__Exercise aim__
Edit the records below by replacing every "exact region" with "bounding box" and leaving all other text unchanged. Leave the pictures out of your answer.

[Image box annotation records]
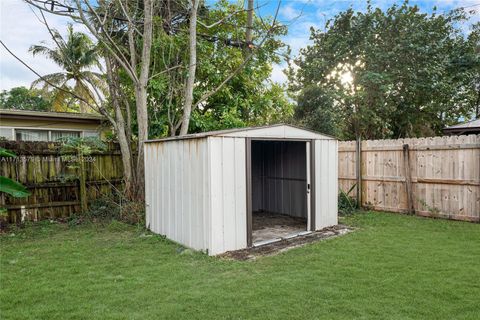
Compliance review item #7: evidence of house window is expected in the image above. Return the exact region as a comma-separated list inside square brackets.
[15, 129, 80, 141]
[50, 130, 80, 141]
[15, 130, 48, 141]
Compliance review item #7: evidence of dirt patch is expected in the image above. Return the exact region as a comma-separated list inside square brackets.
[219, 225, 353, 261]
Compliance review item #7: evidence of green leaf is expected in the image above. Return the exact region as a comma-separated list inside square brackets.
[0, 148, 17, 157]
[0, 176, 30, 198]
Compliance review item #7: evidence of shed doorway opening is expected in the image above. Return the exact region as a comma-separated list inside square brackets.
[249, 140, 310, 246]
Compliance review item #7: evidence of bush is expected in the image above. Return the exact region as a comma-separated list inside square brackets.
[85, 195, 145, 225]
[338, 184, 357, 215]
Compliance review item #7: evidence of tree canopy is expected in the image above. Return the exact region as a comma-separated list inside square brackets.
[0, 87, 51, 111]
[288, 2, 480, 139]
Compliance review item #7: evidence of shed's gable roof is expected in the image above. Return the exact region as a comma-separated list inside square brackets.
[146, 124, 335, 142]
[444, 119, 480, 130]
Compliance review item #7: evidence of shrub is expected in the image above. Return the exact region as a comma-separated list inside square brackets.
[338, 184, 357, 215]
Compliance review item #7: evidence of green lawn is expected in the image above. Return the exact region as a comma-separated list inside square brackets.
[0, 213, 480, 319]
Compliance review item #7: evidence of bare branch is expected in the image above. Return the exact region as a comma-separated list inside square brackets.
[198, 9, 246, 29]
[192, 1, 281, 109]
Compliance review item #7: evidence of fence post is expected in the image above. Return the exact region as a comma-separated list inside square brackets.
[403, 144, 415, 214]
[355, 136, 362, 208]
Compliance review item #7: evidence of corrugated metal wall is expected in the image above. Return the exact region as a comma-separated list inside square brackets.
[145, 138, 211, 250]
[208, 137, 247, 254]
[252, 141, 307, 218]
[145, 127, 338, 255]
[315, 140, 338, 230]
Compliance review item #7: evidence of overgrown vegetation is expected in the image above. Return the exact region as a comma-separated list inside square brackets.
[0, 213, 480, 320]
[338, 184, 357, 215]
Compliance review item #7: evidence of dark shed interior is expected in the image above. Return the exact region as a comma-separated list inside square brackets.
[251, 140, 308, 243]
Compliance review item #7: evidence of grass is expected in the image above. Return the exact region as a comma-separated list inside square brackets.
[0, 213, 480, 319]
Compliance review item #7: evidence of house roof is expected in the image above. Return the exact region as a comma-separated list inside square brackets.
[0, 109, 106, 122]
[145, 124, 336, 143]
[443, 119, 480, 133]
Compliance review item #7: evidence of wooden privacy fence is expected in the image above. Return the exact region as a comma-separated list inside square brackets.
[338, 135, 480, 222]
[0, 141, 123, 222]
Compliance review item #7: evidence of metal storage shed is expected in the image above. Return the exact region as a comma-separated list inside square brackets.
[145, 125, 338, 255]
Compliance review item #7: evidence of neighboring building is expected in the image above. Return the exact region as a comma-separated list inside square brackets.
[0, 109, 106, 141]
[443, 119, 480, 135]
[145, 125, 338, 255]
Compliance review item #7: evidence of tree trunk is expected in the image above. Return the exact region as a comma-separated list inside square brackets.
[105, 57, 134, 199]
[77, 151, 88, 213]
[245, 0, 253, 50]
[180, 0, 200, 136]
[135, 0, 153, 200]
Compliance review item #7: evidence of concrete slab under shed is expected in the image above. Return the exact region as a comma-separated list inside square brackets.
[252, 212, 307, 246]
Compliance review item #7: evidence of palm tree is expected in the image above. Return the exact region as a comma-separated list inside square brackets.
[29, 24, 105, 112]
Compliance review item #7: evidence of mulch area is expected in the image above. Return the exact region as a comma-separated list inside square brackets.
[219, 225, 353, 261]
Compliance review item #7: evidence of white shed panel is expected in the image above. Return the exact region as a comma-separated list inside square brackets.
[145, 125, 338, 255]
[315, 140, 338, 230]
[208, 137, 247, 254]
[145, 138, 211, 250]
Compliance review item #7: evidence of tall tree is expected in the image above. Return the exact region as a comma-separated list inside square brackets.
[30, 24, 105, 112]
[289, 2, 480, 139]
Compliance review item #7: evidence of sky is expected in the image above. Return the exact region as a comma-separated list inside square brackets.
[0, 0, 480, 90]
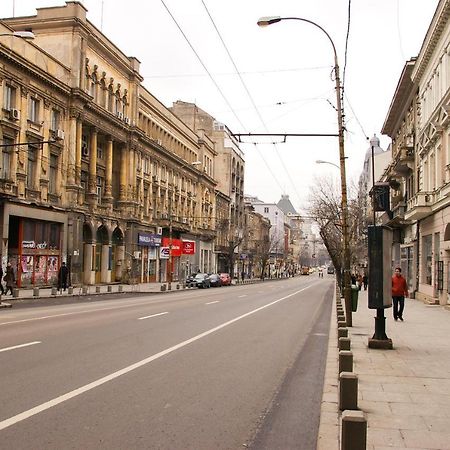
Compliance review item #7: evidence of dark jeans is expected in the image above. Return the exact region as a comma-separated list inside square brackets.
[392, 295, 405, 319]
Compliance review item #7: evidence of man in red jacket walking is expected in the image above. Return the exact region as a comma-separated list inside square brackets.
[392, 267, 409, 322]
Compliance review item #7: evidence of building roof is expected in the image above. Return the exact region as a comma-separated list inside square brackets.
[277, 195, 298, 215]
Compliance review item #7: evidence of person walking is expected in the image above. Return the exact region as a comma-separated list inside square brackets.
[4, 262, 16, 295]
[58, 261, 69, 291]
[392, 267, 409, 322]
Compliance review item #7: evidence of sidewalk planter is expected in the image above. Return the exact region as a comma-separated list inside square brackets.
[352, 284, 359, 312]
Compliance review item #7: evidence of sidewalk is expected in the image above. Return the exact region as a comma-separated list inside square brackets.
[0, 282, 178, 307]
[317, 291, 450, 450]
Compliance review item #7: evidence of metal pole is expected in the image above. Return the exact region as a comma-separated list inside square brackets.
[334, 60, 353, 327]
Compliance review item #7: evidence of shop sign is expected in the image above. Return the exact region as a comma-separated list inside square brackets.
[162, 237, 183, 256]
[138, 233, 161, 247]
[183, 241, 195, 255]
[159, 247, 170, 259]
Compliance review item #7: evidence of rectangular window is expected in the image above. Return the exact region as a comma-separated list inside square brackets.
[81, 134, 89, 158]
[29, 97, 39, 123]
[27, 145, 37, 189]
[48, 154, 58, 194]
[80, 170, 89, 191]
[3, 84, 16, 111]
[422, 234, 433, 285]
[50, 109, 61, 131]
[144, 158, 150, 174]
[97, 144, 103, 159]
[0, 137, 14, 180]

__Answer to the task__
Compliance review item #7: evidence of house window is expected in the image above. Return the bounding box as a comma-separated list inside square brackets.
[15, 129, 80, 141]
[50, 130, 80, 141]
[15, 130, 48, 141]
Compliance review item #7: evidence of dirt patch is expected in the image above. Return the bounding box as a comma-separated list inside square brackets.
[219, 225, 353, 261]
Compliance review item #7: evidence of green leaf is expected in the image above. Return the bounding box as a comma-separated list inside square brackets.
[0, 148, 17, 157]
[0, 176, 30, 198]
Compliance review item #7: evidence of shed doorway opening is expected in the image above. Return the bounding box as a comma-separated list inside square brackets.
[249, 140, 310, 246]
Compliance review item #7: evidence of bush is expected in the image above. Return the bounding box as a comma-separated list inside square brackets.
[85, 195, 145, 225]
[338, 184, 357, 215]
Compliance review item #7: evidence of tree canopy is expected in the image above. Return the bounding box as a comma-separated list inside square brackets.
[0, 87, 51, 111]
[288, 2, 480, 139]
Compliance review item #7: evidence of shed's gable roof is expected in the image above. Return the bounding box as a comma-separated list inside square brackets.
[146, 124, 335, 142]
[444, 119, 480, 130]
Compliance review item #7: evidence of shrub is expected in the image above. Return the bounding box as a comma-separated list inside square brackets.
[338, 184, 357, 215]
Compliance review item #7: evidence of green lawn is expected in the image above. Return the bounding box as a comma-separated list inside square brackets.
[0, 213, 480, 319]
Compliance review item #7: evidence of bare branch is expected in the image above. Return the bounding box as a comma-separated list inside square brackets.
[198, 9, 246, 29]
[192, 1, 281, 109]
Compliance review item #7: evidence of fence post is expected in the image above. Return the bounding box as a comma-separated list inside square brackets.
[403, 144, 415, 214]
[355, 136, 362, 208]
Compliance review item #7: evidence of corrugated metal wall is expected in the image above. Return the bounding box as a comma-separated list inside square brackets.
[145, 138, 211, 250]
[208, 137, 247, 254]
[252, 141, 307, 218]
[145, 127, 338, 255]
[315, 140, 338, 230]
Compliance review item #7: evidence of overgrown vegetation is expected in the image above. Return the bounding box as a comma-separated list inside square brackets.
[0, 213, 480, 320]
[338, 184, 357, 215]
Compliance review item #7: evidence of dark shed interior is expected in the image above. Return the bounding box as a comma-separated list inside square brackets.
[251, 140, 308, 243]
Compliance review item #7: evidence of grass is expected in the image above. Return the bounding box as a comma-separated list inside square brackets.
[0, 213, 480, 319]
Compliance review item #7: evidence of house roof is expected in the image above. Return the bounding box as a comma-separated list inside square brackets.
[0, 109, 106, 122]
[145, 124, 336, 143]
[443, 119, 480, 133]
Compliance review item #7: evidence of wooden privacy fence is expected in the image above. Return the bounding box as a comma-separated list inside square brackets.
[338, 135, 480, 222]
[0, 141, 123, 222]
Compliance review item #7: evidence of metal storage shed is expected in the image above. Return the bounding box as a comma-separated list inside square brackets.
[145, 125, 338, 255]
Compliance review item #7: evidence of neighboring building is expected in the image above. Return the bounding box as a comma-separated list inside square brackets.
[0, 109, 106, 141]
[443, 119, 480, 135]
[145, 125, 338, 255]
Compliance review item #7: evidence of tree trunk is expected in the image above. Return the bounding box as a comma-separated list inside square brackets.
[105, 57, 134, 199]
[77, 151, 88, 213]
[245, 0, 253, 50]
[180, 0, 200, 136]
[135, 0, 153, 200]
Compliance review item #7: evidence of concrete slab under shed is expected in the image above. Return the bounding box as a comma-separated list inside square brackets.
[252, 212, 307, 246]
Compliance review item #7: evidence of palm tree is expected in the image above. Return the bounding box as a comma-separated list inside square brackets.
[29, 24, 105, 112]
Compliance review item #7: evidence of mulch area is expected in the image above. Return the bounding box as a comma-separated list inside square brackets.
[219, 225, 353, 261]
Compliance review item #7: evidence of white shed panel is expected in the image above. Return the bounding box as a comma-separated list inside square brackets.
[145, 125, 338, 255]
[315, 140, 338, 230]
[208, 137, 247, 254]
[145, 138, 211, 250]
Compliance review item #7: evidence of tall tree is expected in the image above. Return the bounding box as a comma-separated list inside square brackets.
[30, 24, 105, 112]
[289, 2, 480, 139]
Compliance review item #7: evidence of sky is expected in the image above. Return the bounding box as a comma-separated list inside square brackets.
[0, 0, 480, 90]
Compliance review item #7: evidence of dark jeans is expected in the image above. Return the bounding box as a comma-separated list inside square brackets.
[392, 295, 405, 319]
Compliance review item #7: evidence of man in red jacket walking is expected in the image above. Return the bounding box as a comma-separated list inside square brackets.
[392, 267, 409, 322]
Compliance review item #7: evidence of building roof is expected in the image above. Return the bounding box as a comma-separated list inside square brackets.
[277, 195, 298, 215]
Compliance review item #7: evidence of person walking is expected in the image above. Return the bounding box as a comma-separated list inside square brackets.
[4, 262, 16, 295]
[58, 261, 69, 291]
[392, 267, 409, 322]
Compliance review item #7: evidence of sidewalk planter is expected in the image above. Return the bounding box as a comma-separated list inside square brackets.
[352, 284, 359, 312]
Compliance review item #7: evidence of sidewalk is expected in the image above. Return the bounding box as a comma-separated list inside square brackets.
[0, 282, 178, 307]
[317, 291, 450, 450]
Compliance review item #7: evidence of metal pole is expected in the image above. Return the bounding box as a comma-separated list inside square brackets.
[334, 60, 353, 327]
Compliance review item #7: evidence of shop sign is expected in the image above. Return the bounding box as a comma-separated list inside square brackets.
[162, 237, 183, 256]
[138, 233, 161, 247]
[183, 241, 195, 255]
[159, 247, 170, 259]
Compliance review item #7: evidence of rectangular window is expected in the image above. Return the bounding box as a comma-separated list inside square brackets.
[81, 134, 89, 158]
[29, 97, 39, 123]
[27, 145, 37, 189]
[48, 154, 58, 194]
[80, 170, 89, 191]
[3, 84, 16, 111]
[422, 234, 433, 285]
[50, 109, 61, 131]
[144, 158, 150, 174]
[97, 144, 103, 159]
[0, 137, 14, 180]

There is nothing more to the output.